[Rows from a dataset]
◇ ◇ ◇ ◇ ◇
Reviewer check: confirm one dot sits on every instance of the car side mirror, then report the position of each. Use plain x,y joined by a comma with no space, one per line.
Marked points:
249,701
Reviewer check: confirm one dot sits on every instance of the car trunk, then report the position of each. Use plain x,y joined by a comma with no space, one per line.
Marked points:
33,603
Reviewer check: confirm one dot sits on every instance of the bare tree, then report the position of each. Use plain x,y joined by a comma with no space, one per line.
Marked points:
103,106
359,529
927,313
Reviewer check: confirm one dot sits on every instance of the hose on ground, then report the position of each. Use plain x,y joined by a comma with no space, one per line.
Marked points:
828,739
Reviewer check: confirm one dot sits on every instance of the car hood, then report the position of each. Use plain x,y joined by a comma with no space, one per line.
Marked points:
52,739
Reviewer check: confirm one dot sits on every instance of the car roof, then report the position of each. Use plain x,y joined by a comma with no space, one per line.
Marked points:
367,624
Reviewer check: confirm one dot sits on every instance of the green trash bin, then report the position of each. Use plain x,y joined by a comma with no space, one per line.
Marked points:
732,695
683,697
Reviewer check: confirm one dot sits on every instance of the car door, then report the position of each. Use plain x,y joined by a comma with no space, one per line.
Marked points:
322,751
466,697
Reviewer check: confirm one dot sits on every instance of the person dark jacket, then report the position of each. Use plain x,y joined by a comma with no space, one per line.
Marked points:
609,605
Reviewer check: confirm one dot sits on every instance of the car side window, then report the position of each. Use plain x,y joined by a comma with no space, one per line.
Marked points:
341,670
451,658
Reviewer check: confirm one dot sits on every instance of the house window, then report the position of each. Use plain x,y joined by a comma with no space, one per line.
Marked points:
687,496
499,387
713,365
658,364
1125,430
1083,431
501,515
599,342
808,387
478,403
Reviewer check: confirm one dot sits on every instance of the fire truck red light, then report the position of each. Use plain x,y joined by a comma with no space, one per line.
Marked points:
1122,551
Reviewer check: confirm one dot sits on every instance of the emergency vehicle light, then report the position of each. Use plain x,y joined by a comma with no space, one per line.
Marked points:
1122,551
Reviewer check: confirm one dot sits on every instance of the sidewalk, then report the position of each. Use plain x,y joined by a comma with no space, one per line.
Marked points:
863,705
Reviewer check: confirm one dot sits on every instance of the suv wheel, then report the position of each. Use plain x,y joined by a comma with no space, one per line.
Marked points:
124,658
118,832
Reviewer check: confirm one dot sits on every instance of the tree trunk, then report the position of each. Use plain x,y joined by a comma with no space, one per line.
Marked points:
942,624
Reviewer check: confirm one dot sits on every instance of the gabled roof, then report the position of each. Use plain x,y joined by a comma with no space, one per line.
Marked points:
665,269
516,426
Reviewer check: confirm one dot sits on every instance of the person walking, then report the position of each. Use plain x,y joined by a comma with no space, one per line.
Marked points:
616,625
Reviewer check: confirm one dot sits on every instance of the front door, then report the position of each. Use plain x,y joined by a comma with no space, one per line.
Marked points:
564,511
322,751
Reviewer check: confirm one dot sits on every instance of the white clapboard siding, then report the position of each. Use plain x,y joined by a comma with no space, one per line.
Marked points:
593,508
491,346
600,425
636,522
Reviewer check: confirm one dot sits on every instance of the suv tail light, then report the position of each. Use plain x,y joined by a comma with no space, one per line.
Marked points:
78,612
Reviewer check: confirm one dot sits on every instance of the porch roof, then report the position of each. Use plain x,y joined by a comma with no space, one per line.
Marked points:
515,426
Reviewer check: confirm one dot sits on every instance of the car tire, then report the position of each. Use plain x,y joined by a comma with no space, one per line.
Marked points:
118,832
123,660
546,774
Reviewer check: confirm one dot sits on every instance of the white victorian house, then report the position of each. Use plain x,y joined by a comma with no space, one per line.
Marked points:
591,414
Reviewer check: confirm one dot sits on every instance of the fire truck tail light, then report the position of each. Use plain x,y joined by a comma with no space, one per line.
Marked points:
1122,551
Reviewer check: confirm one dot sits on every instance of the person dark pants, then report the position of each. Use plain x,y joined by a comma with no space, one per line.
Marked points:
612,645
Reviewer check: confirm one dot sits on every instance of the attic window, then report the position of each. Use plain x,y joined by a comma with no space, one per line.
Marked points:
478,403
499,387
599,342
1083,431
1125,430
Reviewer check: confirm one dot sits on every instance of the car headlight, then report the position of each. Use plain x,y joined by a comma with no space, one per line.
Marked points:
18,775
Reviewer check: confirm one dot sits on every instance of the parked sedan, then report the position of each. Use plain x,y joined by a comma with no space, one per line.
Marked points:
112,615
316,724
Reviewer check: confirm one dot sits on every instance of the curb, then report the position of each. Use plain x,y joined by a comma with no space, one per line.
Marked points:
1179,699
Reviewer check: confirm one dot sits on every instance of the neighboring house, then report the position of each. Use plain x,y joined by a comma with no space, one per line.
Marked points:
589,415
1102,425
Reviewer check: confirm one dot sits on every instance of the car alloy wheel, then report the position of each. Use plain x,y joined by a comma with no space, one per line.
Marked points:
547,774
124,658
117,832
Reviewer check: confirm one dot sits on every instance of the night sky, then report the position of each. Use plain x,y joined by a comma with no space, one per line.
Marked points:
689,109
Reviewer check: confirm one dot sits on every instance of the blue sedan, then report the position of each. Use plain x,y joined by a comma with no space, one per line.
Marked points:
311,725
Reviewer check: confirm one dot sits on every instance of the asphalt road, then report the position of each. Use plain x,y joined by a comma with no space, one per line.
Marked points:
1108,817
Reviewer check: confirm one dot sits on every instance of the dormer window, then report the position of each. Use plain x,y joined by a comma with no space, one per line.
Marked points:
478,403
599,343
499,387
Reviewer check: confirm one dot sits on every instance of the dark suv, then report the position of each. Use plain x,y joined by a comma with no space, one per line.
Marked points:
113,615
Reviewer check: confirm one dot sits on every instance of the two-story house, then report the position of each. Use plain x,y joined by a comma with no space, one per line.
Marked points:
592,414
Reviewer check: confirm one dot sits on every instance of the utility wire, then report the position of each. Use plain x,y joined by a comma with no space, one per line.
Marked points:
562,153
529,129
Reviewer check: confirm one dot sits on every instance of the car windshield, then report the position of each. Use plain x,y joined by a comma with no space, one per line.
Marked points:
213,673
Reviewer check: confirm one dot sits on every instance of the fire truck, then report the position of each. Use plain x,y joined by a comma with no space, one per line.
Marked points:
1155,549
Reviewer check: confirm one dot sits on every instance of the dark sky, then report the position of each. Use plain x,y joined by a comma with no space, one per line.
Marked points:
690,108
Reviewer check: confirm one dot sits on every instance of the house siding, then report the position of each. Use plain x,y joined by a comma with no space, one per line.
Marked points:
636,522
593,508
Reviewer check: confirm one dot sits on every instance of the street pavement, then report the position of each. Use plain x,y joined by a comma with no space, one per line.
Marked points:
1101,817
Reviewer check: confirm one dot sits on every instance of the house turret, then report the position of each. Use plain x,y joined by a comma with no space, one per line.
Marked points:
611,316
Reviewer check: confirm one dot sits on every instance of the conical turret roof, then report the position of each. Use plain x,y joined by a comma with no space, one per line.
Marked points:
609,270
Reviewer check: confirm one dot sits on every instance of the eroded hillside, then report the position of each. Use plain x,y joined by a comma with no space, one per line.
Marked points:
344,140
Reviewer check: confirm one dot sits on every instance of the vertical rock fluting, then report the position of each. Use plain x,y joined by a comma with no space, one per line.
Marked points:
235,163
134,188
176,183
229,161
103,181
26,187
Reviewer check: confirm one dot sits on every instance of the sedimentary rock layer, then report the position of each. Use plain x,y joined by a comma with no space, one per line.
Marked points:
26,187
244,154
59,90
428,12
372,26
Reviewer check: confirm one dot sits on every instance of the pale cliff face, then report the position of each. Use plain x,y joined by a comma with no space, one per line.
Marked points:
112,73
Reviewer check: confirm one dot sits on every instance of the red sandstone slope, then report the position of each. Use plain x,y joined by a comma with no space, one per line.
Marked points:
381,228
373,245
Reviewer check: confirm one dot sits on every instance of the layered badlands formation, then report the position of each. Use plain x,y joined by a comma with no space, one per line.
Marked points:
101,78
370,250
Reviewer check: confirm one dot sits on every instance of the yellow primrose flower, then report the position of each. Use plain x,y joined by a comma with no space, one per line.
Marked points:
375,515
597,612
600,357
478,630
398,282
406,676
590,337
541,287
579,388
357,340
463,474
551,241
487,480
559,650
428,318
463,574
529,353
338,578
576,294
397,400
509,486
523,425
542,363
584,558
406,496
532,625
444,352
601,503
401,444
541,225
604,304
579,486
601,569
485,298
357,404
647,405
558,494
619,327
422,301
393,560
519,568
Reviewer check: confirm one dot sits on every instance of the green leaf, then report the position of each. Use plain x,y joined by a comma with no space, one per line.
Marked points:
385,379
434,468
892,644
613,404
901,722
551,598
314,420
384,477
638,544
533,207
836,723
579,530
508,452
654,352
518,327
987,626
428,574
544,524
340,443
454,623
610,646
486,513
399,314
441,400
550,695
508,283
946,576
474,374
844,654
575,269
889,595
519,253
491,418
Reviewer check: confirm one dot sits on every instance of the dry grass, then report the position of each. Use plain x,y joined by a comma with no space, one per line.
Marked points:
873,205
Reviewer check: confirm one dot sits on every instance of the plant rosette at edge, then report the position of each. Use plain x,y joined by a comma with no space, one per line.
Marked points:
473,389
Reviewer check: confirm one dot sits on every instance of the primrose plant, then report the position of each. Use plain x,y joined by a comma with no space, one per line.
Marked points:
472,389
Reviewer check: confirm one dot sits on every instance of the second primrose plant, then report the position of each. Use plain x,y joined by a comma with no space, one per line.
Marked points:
◇ ◇ ◇ ◇ ◇
* Work to be completed
Only those lines running from the one containing "dry grass, then" through the last line of the data above are to be copied, exactly, with both ends included.

* Full solution
Reviewer check: confirm one dot sits on every instance of the dry grass, then report the position of each. Use plain x,y joined by a comma with no space, one per line.
Marked points:
873,205
Reviewer check: confirm one dot sits on every instance of the plant rosette at edge, then report the position of each. Use plain x,y joined by a comma with no space, one per line.
Marked points:
473,389
Reviewer check: confirm one dot sits on every instance of the primrose plant, then report the position of each. Use plain x,y joined by a comma with no space, one per line.
Marked points:
472,389
Reviewer check: confirm one dot sits on every instance of the second primrose plant, then report the position of each. Use plain x,y joined by a comma with no space, one per line.
Marked points:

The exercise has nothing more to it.